Could you edit the material from its beginning through the line containing "[[[0,137],[11,137],[15,135],[16,133],[0,133]]]", replacing "patchwork field" with "farmland" and keeping everything else unchanged?

----

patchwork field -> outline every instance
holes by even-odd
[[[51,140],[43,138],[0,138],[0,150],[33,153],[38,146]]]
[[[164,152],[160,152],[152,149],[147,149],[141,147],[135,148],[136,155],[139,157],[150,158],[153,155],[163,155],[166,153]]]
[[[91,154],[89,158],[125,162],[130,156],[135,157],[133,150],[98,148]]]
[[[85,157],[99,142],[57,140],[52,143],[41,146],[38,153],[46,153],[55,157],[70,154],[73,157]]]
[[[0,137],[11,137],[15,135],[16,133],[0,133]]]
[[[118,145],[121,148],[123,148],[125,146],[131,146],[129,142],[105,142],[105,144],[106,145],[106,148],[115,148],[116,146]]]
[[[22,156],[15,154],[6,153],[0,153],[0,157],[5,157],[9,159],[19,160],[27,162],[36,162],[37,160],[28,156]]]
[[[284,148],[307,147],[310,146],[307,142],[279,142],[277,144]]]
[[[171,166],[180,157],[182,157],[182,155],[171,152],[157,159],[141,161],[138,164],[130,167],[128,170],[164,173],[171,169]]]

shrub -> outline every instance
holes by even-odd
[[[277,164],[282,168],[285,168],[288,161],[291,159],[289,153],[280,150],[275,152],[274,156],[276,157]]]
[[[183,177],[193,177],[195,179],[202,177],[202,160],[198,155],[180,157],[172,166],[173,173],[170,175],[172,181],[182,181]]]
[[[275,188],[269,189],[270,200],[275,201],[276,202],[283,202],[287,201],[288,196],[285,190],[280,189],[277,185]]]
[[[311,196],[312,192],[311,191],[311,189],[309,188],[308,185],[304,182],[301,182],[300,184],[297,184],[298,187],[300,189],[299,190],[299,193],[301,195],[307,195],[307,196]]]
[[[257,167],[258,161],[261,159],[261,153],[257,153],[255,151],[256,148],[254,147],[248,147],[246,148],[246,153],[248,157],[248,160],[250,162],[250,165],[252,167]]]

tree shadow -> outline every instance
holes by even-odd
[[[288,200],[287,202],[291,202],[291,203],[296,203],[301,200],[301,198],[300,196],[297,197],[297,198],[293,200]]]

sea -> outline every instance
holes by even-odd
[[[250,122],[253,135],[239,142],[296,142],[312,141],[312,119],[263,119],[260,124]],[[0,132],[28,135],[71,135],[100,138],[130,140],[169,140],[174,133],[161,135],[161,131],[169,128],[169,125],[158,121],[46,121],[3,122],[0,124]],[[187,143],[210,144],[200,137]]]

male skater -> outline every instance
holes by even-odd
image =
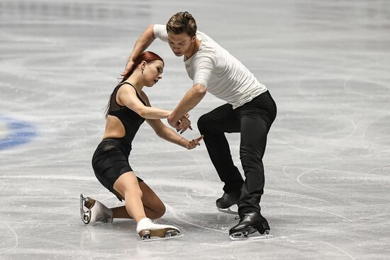
[[[168,117],[172,127],[182,132],[189,127],[183,116],[207,91],[227,102],[198,120],[211,162],[225,183],[216,205],[227,210],[238,205],[240,222],[229,230],[230,238],[246,238],[256,230],[267,234],[269,226],[260,214],[260,202],[264,183],[262,157],[277,114],[275,102],[266,86],[240,61],[196,30],[188,12],[174,14],[166,26],[150,25],[137,40],[123,73],[131,69],[134,57],[157,38],[167,42],[176,56],[184,56],[186,72],[193,80],[192,88]],[[233,164],[225,132],[241,134],[240,158],[245,181]]]

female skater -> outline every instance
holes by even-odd
[[[103,140],[94,154],[92,166],[98,180],[121,201],[125,200],[125,206],[110,209],[82,194],[80,210],[84,223],[133,218],[143,239],[180,235],[177,227],[151,220],[161,217],[165,207],[153,191],[135,176],[128,163],[131,142],[145,120],[159,137],[188,149],[200,145],[203,138],[201,136],[189,141],[181,137],[160,120],[167,118],[171,112],[151,107],[142,89],[144,86],[151,87],[156,84],[162,78],[163,68],[164,62],[160,56],[143,52],[135,59],[133,69],[114,89],[107,105]],[[190,125],[187,117],[182,120],[182,126]]]

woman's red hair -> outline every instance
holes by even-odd
[[[135,69],[137,69],[137,67],[138,65],[143,61],[145,61],[146,62],[152,62],[155,60],[161,60],[162,62],[162,64],[164,64],[164,60],[161,57],[155,54],[152,52],[145,51],[140,54],[134,60],[134,65],[133,66],[133,69],[131,69],[130,71],[129,71],[128,73],[126,73],[124,76],[122,80],[120,83],[123,83],[125,81],[126,81],[130,76],[134,72]],[[108,115],[108,111],[110,110],[110,105],[111,103],[111,98],[112,98],[112,94],[110,96],[110,99],[108,100],[108,103],[106,106],[105,108],[105,115],[106,118]]]

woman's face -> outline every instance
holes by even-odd
[[[143,74],[145,78],[145,86],[152,86],[162,78],[164,63],[162,63],[161,60],[157,60],[150,62],[145,62],[143,68]]]

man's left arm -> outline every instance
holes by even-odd
[[[179,105],[168,116],[167,120],[169,125],[177,130],[179,129],[179,120],[192,108],[194,108],[202,100],[206,95],[207,89],[201,84],[196,84],[184,95]]]

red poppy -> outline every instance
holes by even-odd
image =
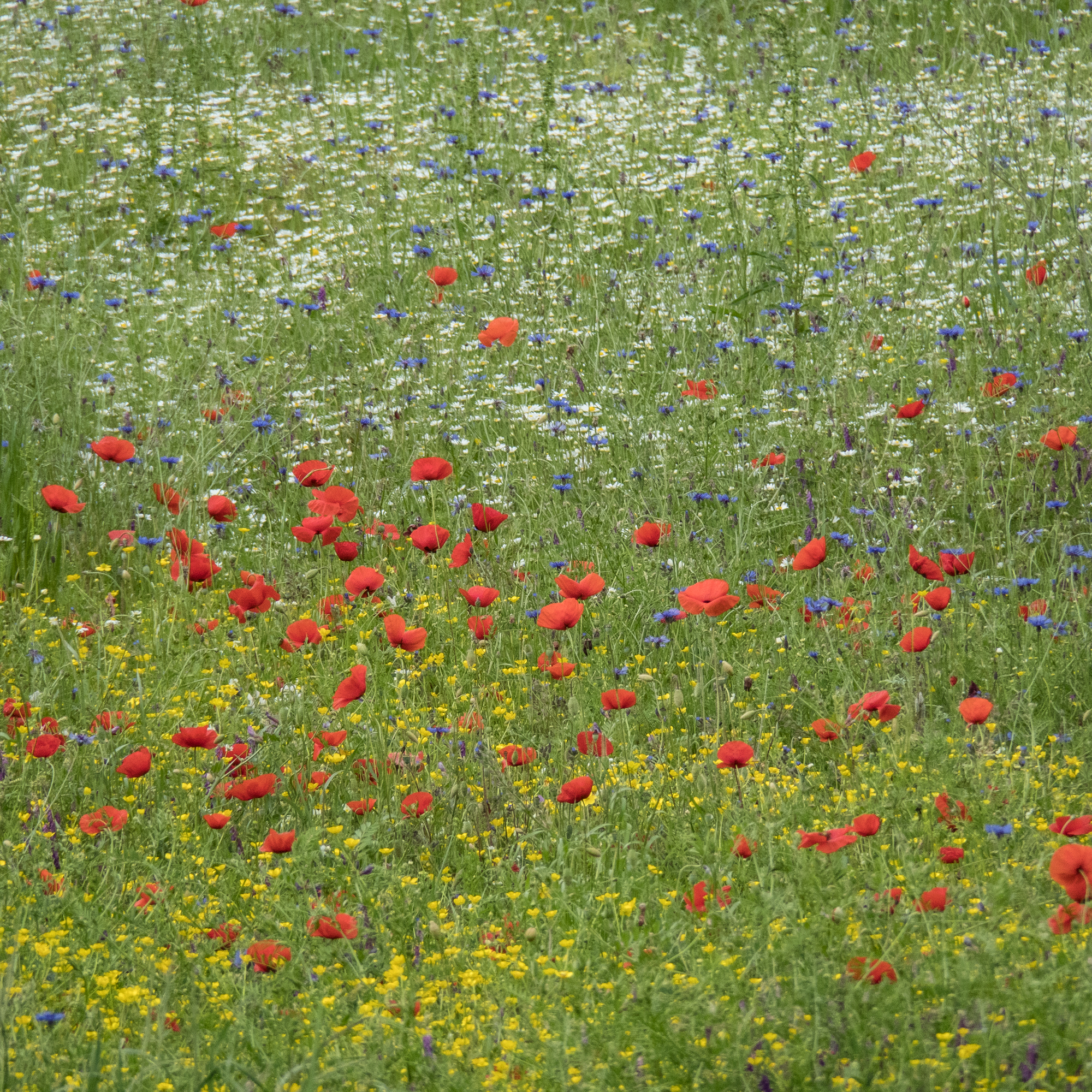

----

→ **Full response**:
farmland -> outline every instance
holes by even-odd
[[[51,140],[43,138],[0,138],[0,150],[33,153],[38,146]]]
[[[164,152],[160,152],[152,149],[147,149],[141,147],[135,148],[136,155],[139,157],[150,158],[153,155],[163,155],[166,153]]]
[[[91,154],[89,158],[125,162],[130,156],[135,157],[133,150],[98,148]]]
[[[85,157],[99,142],[57,140],[52,143],[41,146],[38,153],[46,153],[55,157],[70,154],[73,157]]]
[[[0,137],[11,137],[15,135],[16,133],[0,133]]]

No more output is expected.